Records of labeled points:
►
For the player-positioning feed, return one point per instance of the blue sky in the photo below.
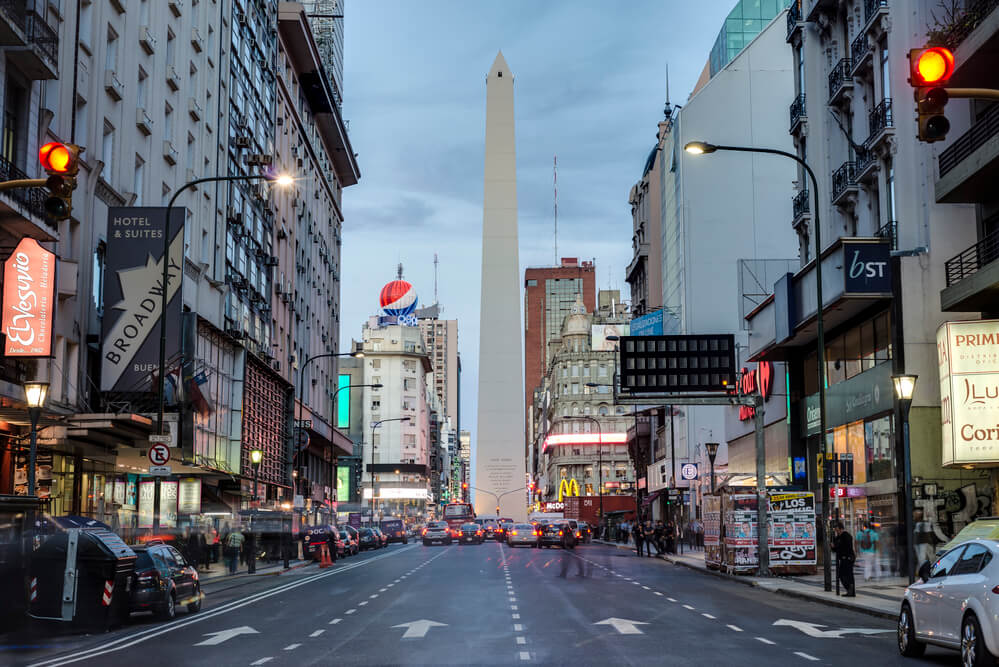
(589, 87)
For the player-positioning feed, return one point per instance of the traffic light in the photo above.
(929, 71)
(61, 162)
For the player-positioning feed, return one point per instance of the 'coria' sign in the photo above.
(28, 293)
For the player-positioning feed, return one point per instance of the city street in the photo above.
(489, 604)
◄
TASK DIRECTIONS:
Recast every line of the records above as a JSON list of strings, one string per line, omitting blank lines. Leave the pictures out of the answer.

RESULT FOR THIS EXERCISE:
[
  "For the player-positioning feed, return one point per instance of the blue sky in the photo below.",
  "(589, 87)",
  "For the player-positioning feed, return one point per instance of the traffic light in the photo above.",
  "(929, 71)",
  "(61, 162)",
  "For the player-positioning feed, return one point per instance of the 'coria' sign in the photo above.",
  "(28, 293)",
  "For the player-positioning feed, return one point per instance of the city street in the photo above.",
  "(489, 604)"
]